____ Provided text

The lesson is obvious, some analysts say. “Countries need to take much more seriously how to reduce inequality at the very top if they want to become more successful and stable economies,” said Diego Sánchez-Ancochea, the head of the University of Oxford’s Department of International Development.

A global commodity boom from 2003 to 2013 is frequently credited with reducing inequality across Latin America and allowing 100 million more Latin Americans to join the middle class. But Sánchez-Ancochea said the region’s reliance on primary goods and income levels of the region’s rich elite remained unchanged. In the meantime, the redistribution of income instead occurred from the middle class to the poor. A new lower middle class formed—one with new demands and expectations. He said that while economic growth does contribute to tackling inequality, it’s not enough to prevent crises like that of Chile spreading to other countries.

“Tax systems need to become much more redistributive, and wages need to increase in labor markets,” Sánchez-Ancochea said.

________

#### Task objective
Copy out the passage on inequality in Latin America word for word, from start to finish.

____ Record excerpts

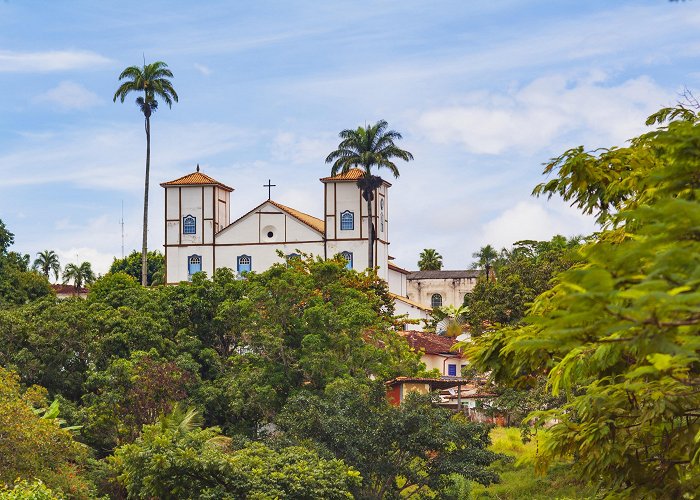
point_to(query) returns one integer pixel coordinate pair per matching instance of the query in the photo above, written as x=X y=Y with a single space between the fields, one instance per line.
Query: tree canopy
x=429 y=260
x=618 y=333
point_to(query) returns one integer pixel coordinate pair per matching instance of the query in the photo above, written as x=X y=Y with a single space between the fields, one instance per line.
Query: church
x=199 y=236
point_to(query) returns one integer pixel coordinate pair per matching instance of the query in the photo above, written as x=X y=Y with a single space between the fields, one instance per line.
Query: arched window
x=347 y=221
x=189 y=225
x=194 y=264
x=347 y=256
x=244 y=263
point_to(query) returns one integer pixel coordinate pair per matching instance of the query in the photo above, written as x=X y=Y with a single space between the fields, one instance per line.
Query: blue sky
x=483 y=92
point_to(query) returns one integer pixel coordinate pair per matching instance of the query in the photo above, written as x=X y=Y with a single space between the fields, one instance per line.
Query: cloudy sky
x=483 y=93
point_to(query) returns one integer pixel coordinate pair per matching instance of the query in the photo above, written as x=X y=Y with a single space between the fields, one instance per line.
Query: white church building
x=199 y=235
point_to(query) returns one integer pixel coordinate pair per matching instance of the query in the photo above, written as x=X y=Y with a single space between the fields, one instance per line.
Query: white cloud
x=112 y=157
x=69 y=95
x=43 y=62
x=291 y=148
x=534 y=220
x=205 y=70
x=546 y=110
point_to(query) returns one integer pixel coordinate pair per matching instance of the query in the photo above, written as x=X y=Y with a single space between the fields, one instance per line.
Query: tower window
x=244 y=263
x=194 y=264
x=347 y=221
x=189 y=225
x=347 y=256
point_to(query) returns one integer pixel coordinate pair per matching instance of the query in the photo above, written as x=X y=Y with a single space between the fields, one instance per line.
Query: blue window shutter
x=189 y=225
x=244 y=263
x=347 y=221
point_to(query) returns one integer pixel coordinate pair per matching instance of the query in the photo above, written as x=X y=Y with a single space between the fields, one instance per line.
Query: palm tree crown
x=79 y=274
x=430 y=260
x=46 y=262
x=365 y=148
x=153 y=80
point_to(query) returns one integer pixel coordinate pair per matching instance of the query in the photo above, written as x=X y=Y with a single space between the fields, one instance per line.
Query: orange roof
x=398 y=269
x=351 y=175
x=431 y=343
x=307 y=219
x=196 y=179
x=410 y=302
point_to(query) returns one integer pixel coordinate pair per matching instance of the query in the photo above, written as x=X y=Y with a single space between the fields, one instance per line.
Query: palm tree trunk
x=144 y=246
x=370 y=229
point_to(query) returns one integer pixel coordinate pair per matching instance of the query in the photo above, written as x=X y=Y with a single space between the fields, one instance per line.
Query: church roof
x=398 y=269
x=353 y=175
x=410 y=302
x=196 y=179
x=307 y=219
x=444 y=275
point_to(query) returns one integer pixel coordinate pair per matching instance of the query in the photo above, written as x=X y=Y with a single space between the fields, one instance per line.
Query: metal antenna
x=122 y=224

________
____ Record excerpts

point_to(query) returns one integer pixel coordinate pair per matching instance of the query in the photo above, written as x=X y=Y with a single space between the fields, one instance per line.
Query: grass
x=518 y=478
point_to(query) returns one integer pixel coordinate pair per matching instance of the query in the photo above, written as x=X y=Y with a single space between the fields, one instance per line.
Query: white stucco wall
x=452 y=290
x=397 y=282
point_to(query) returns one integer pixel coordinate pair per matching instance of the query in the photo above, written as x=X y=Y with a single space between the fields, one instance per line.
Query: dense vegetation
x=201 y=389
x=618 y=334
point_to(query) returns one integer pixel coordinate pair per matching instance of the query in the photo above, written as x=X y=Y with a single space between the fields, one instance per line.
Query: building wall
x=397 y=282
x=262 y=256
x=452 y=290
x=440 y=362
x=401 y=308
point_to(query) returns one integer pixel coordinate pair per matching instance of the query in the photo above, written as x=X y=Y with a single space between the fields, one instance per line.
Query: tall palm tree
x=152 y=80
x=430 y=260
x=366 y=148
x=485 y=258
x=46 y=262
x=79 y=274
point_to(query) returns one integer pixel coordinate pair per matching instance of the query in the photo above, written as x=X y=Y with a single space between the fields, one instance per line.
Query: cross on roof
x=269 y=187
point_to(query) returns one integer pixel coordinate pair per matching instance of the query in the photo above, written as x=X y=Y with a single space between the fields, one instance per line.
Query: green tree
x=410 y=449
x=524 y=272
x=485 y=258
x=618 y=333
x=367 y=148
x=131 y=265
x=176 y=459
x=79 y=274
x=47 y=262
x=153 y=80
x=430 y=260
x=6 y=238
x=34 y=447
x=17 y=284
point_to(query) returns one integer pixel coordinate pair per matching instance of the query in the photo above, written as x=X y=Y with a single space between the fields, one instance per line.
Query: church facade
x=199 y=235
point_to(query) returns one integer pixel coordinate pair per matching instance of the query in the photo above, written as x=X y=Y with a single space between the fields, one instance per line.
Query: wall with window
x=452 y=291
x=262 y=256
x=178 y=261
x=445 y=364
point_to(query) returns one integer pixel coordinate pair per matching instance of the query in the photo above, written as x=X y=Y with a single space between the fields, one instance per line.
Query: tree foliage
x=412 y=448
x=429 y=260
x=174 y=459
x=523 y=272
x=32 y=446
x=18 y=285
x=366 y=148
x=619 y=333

________

#### Response to this task
The lesson is obvious, some analysts say. “Countries need to take much more seriously how to reduce inequality at the very top if they want to become more successful and stable economies,” said Diego Sánchez-Ancochea, the head of the University of Oxford’s Department of International Development.

A global commodity boom from 2003 to 2013 is frequently credited with reducing inequality across Latin America and allowing 100 million more Latin Americans to join the middle class. But Sánchez-Ancochea said the region’s reliance on primary goods and income levels of the region’s rich elite remained unchanged. In the meantime, the redistribution of income instead occurred from the middle class to the poor. A new lower middle class formed—one with new demands and expectations. He said that while economic growth does contribute to tackling inequality, it’s not enough to prevent crises like that of Chile spreading to other countries.

“Tax systems need to become much more redistributive, and wages need to increase in labor markets,” Sánchez-Ancochea said.